Please copy all of the entries exactly, but drop every picture.
☆ ☆ ☆ ☆ ☆
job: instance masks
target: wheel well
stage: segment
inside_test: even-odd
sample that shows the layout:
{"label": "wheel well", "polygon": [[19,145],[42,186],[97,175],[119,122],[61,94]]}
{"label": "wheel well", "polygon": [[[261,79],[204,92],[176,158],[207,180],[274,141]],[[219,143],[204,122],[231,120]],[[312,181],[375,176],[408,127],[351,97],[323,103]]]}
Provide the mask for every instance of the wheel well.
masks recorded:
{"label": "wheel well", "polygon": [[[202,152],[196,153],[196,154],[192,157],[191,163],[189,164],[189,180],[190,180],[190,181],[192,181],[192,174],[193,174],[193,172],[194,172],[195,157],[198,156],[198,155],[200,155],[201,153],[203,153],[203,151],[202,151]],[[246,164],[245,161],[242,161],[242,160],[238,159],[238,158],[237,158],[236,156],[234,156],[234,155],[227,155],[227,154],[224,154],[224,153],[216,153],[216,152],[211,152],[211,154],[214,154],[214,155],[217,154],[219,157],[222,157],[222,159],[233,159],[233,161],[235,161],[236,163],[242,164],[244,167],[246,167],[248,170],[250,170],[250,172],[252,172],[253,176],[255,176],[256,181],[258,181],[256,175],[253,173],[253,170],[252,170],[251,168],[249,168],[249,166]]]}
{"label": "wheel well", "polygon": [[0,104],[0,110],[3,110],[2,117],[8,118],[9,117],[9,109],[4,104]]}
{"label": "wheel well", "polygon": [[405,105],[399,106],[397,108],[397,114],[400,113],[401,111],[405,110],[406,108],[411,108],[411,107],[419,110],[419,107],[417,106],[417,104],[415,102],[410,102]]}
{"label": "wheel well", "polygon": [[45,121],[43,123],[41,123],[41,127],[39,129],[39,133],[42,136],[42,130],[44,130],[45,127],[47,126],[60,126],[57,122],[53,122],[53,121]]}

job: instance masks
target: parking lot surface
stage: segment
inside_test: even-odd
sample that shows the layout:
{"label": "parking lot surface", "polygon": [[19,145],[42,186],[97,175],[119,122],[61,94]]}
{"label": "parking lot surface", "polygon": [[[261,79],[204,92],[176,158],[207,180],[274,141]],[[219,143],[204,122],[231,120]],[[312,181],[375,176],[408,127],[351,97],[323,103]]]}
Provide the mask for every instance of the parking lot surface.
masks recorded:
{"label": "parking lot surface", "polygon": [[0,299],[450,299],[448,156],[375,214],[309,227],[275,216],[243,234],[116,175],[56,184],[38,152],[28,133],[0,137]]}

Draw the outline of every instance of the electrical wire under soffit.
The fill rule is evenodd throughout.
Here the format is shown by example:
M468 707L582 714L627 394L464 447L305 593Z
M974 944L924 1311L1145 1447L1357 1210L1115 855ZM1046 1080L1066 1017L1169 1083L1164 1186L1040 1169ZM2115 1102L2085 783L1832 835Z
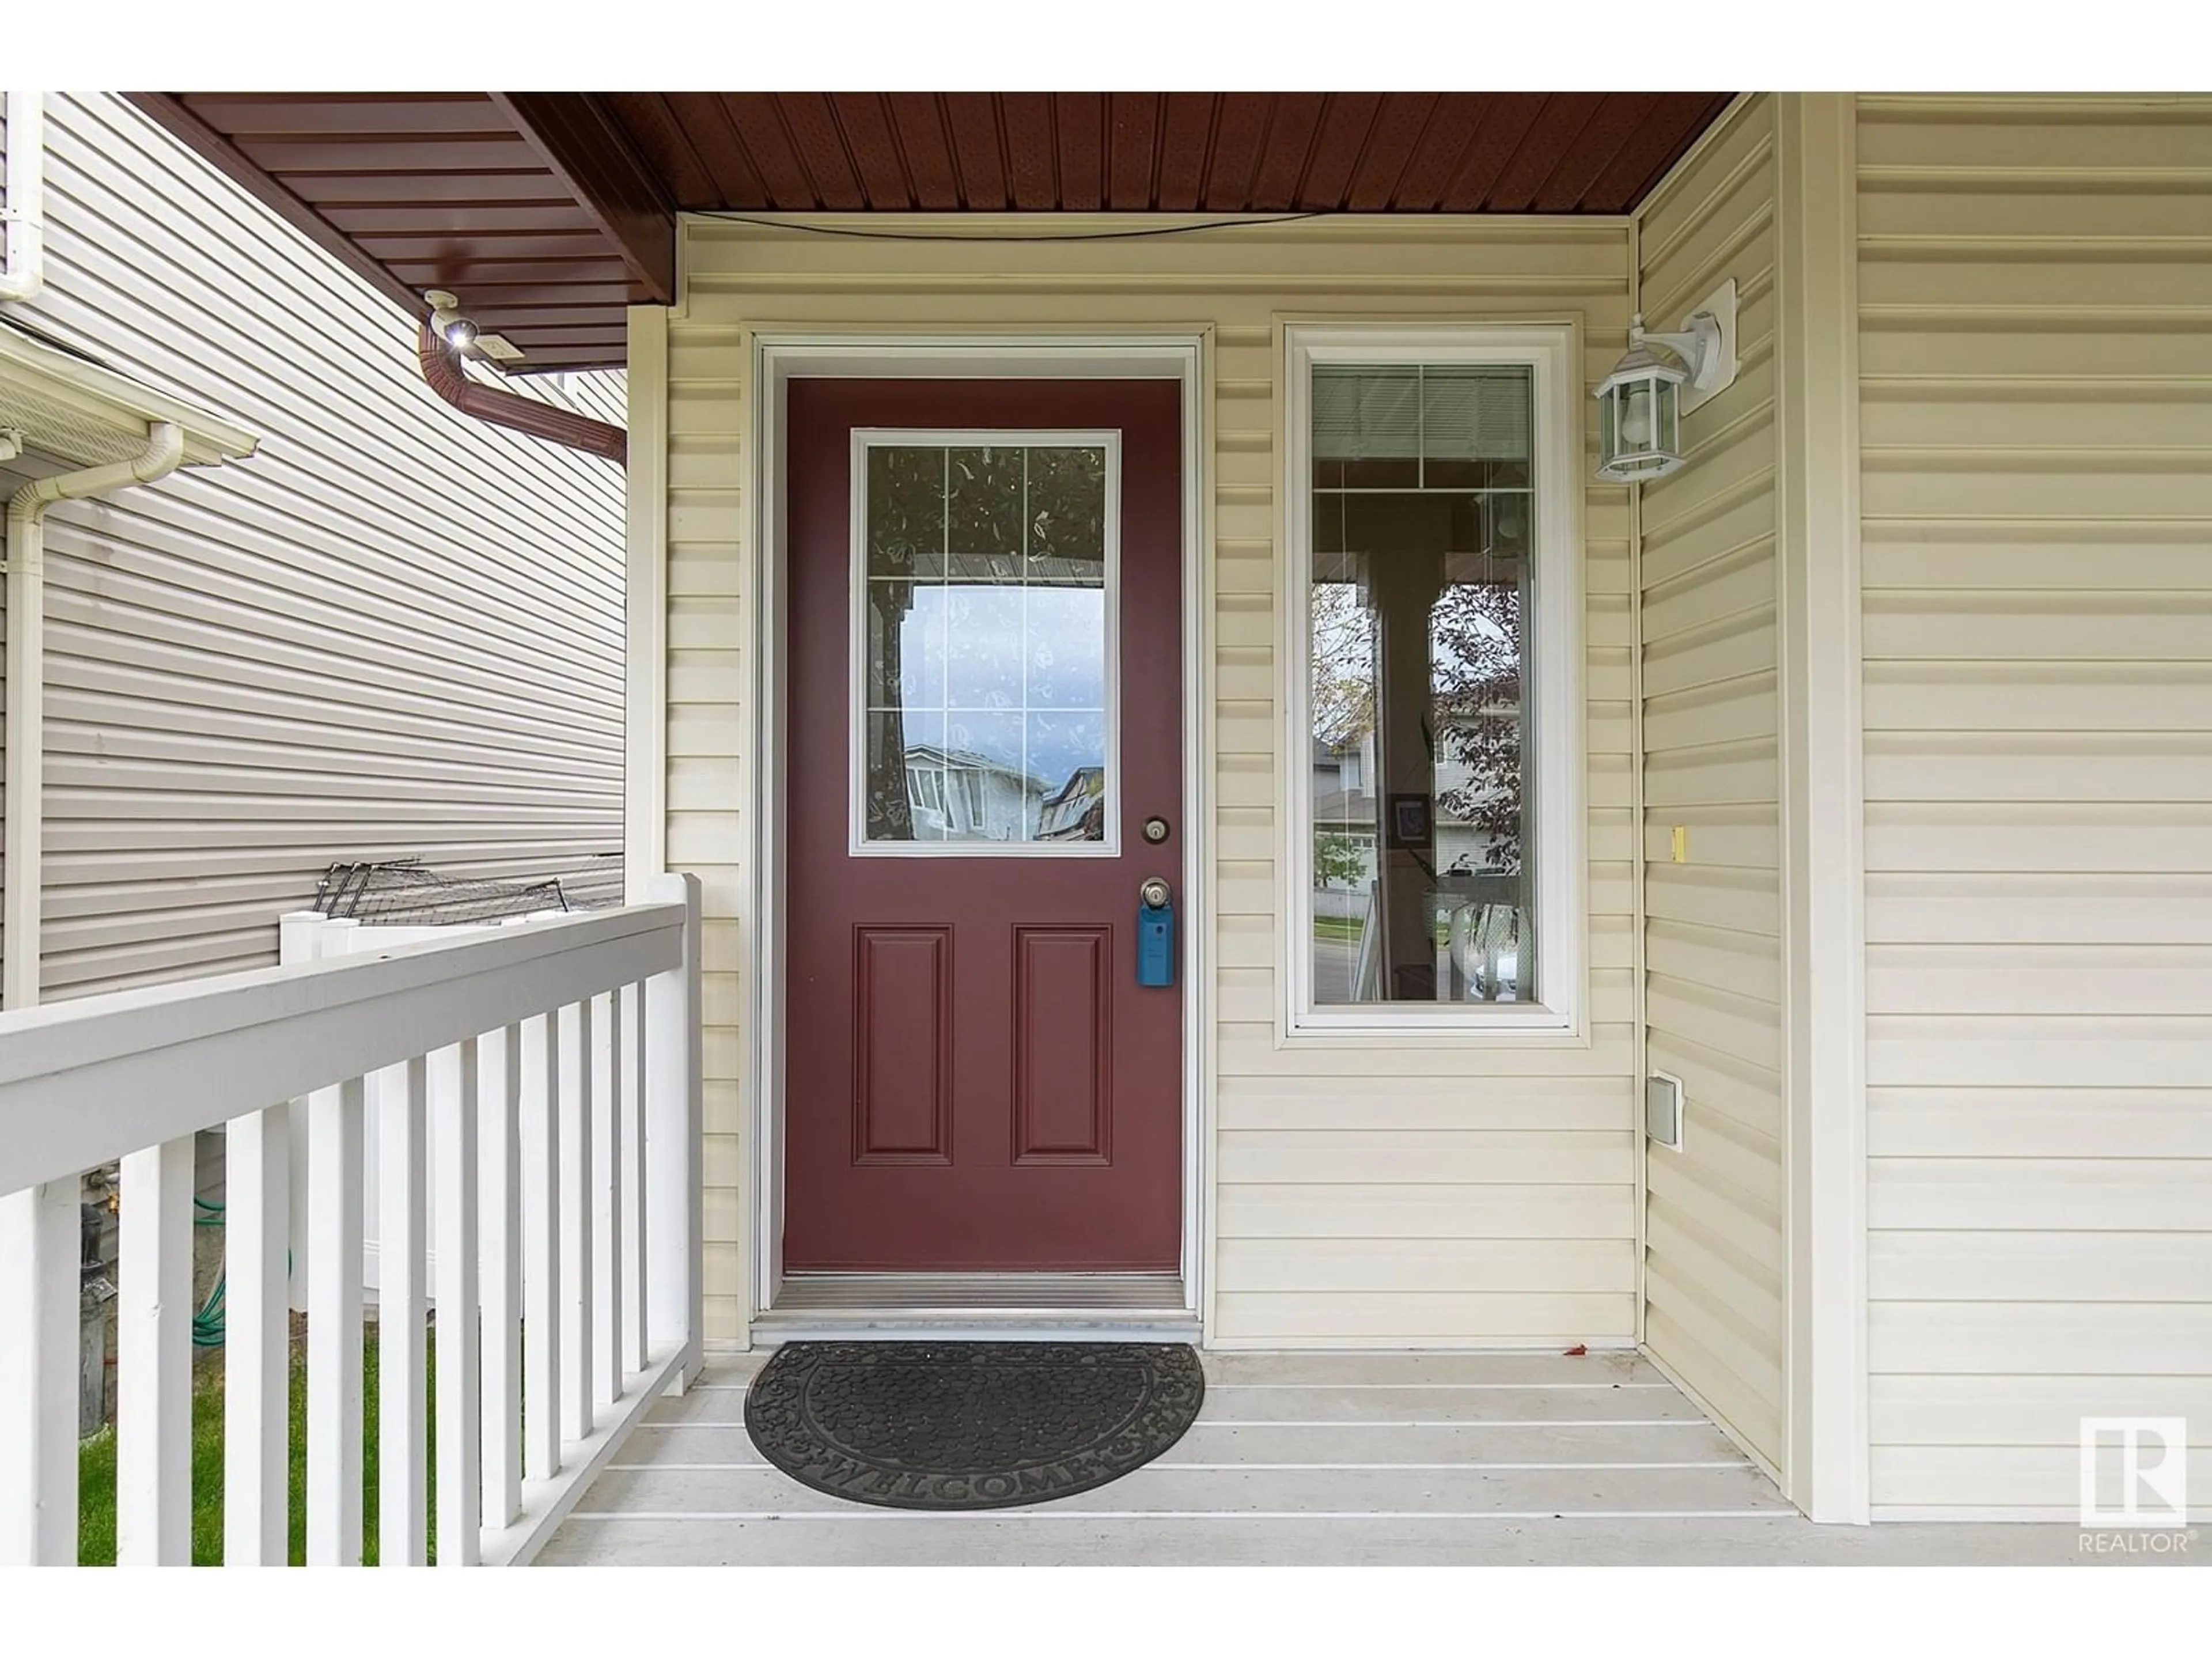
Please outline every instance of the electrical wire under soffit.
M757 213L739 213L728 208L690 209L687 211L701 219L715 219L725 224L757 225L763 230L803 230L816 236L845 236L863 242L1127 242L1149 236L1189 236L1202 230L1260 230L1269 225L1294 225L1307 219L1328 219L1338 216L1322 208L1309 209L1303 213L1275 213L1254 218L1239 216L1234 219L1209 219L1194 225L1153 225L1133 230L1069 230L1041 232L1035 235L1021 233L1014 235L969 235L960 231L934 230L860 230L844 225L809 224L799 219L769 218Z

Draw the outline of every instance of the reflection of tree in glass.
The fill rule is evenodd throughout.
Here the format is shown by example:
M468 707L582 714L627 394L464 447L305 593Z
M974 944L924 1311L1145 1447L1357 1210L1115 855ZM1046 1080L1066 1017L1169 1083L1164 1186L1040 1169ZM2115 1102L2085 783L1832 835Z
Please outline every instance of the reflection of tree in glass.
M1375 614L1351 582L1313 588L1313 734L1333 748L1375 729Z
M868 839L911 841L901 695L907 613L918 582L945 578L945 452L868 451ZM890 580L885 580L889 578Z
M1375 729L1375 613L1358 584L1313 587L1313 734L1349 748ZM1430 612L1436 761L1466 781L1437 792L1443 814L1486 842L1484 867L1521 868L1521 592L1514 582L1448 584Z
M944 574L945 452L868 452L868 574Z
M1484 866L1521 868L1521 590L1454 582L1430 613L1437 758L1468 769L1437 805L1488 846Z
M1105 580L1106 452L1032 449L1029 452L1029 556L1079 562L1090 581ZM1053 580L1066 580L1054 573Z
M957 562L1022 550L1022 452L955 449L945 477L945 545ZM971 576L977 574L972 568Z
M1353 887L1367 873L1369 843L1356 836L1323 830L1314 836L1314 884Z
☆ ☆ ☆ ☆ ☆
FINISHED TASK |
job: instance masks
target: wheel well
stage: segment
inside_test: even-odd
sample that shows the layout:
{"label": "wheel well", "polygon": [[19,145],[42,186],[97,175],[119,122],[61,94]]}
{"label": "wheel well", "polygon": [[[261,79],[204,92],[176,158],[207,180],[274,141]],[[219,143],[204,122],[231,120]],[[312,181],[375,176],[408,127],[351,97],[323,103]]]}
Provide the mask for every instance of the wheel well.
masks recorded:
{"label": "wheel well", "polygon": [[[202,152],[196,153],[196,154],[192,157],[191,163],[189,164],[189,180],[190,180],[190,181],[192,181],[192,174],[193,174],[193,172],[194,172],[195,157],[198,156],[198,155],[200,155],[201,153],[203,153],[203,151],[202,151]],[[246,164],[245,161],[242,161],[242,160],[238,159],[238,158],[237,158],[236,156],[234,156],[234,155],[227,155],[227,154],[224,154],[224,153],[216,153],[216,152],[211,152],[211,154],[214,154],[214,155],[217,154],[219,157],[222,157],[222,159],[233,159],[233,161],[235,161],[236,163],[242,164],[244,167],[246,167],[248,170],[250,170],[250,172],[252,172],[253,176],[255,176],[256,181],[258,181],[256,175],[253,173],[253,170],[252,170],[251,168],[249,168],[249,166]]]}
{"label": "wheel well", "polygon": [[0,104],[0,110],[3,110],[2,117],[8,118],[9,117],[9,109],[4,104]]}
{"label": "wheel well", "polygon": [[405,105],[399,106],[397,108],[397,114],[400,113],[401,111],[405,110],[406,108],[411,108],[411,107],[419,110],[419,107],[417,106],[417,104],[415,102],[410,102]]}
{"label": "wheel well", "polygon": [[45,121],[43,123],[41,123],[41,127],[39,129],[39,133],[42,136],[42,130],[44,130],[45,127],[47,126],[60,126],[57,122],[53,122],[53,121]]}

job: instance masks
target: parking lot surface
stage: segment
inside_test: even-odd
sample that shows the layout:
{"label": "parking lot surface", "polygon": [[19,145],[42,186],[97,175],[119,122],[61,94]]}
{"label": "parking lot surface", "polygon": [[[261,79],[204,92],[176,158],[207,180],[274,141]],[[219,143],[204,122],[231,120]],[[312,181],[375,176],[408,127],[351,97],[323,103]]]}
Provide the mask for every instance of the parking lot surface.
masks recorded:
{"label": "parking lot surface", "polygon": [[0,299],[450,299],[448,156],[375,214],[309,227],[275,216],[243,234],[116,175],[56,184],[38,152],[28,133],[0,137]]}

Draw the outline of every instance of the electrical wire under soffit.
The fill rule is evenodd throughout.
Here the format is shown by example:
M468 707L582 714L627 394L464 447L305 593Z
M974 944L924 1311L1145 1447L1357 1210L1115 855ZM1046 1080L1066 1017L1169 1083L1164 1186L1040 1169ZM2115 1102L2085 783L1832 835Z
Please outline every instance of the electrical wire under soffit.
M757 213L739 213L728 208L690 209L687 211L701 219L715 219L725 224L757 225L763 230L803 230L816 236L845 236L863 242L1127 242L1149 236L1189 236L1202 230L1260 230L1269 225L1294 225L1307 219L1328 219L1338 216L1322 208L1309 209L1303 213L1275 213L1254 218L1239 216L1234 219L1209 219L1194 225L1153 225L1133 230L1069 230L1041 232L1035 235L1021 233L1014 235L969 235L960 231L934 230L860 230L844 225L809 224L799 219L769 218Z

Draw the outline of every instance of the reflection of tree in glass.
The fill rule is evenodd throughout.
Here the format is shown by example:
M468 707L582 714L627 394L464 447L305 593Z
M974 944L924 1311L1145 1447L1357 1210L1115 855ZM1046 1080L1066 1017L1169 1083L1164 1186L1040 1169ZM2115 1102L2085 783L1832 835Z
Please outline every instance of the reflection of tree in glass.
M1375 614L1351 582L1313 588L1313 734L1333 748L1375 729Z
M868 839L911 841L901 695L907 613L918 582L945 578L945 452L868 451ZM890 580L885 580L889 578Z
M1375 729L1375 613L1358 584L1313 587L1313 734L1349 748ZM1430 612L1436 761L1466 781L1437 792L1443 814L1486 842L1484 867L1521 868L1521 592L1514 582L1448 584Z
M944 574L945 452L868 452L868 574Z
M1484 866L1521 868L1521 590L1454 582L1430 613L1437 758L1468 769L1437 805L1488 846Z
M1105 580L1106 452L1032 449L1029 452L1029 556L1079 562L1090 581ZM1053 580L1066 580L1054 573Z
M957 562L1022 550L1022 452L955 449L945 477L945 545ZM971 576L977 574L972 568Z
M1353 887L1367 873L1369 843L1356 836L1323 830L1314 836L1314 884Z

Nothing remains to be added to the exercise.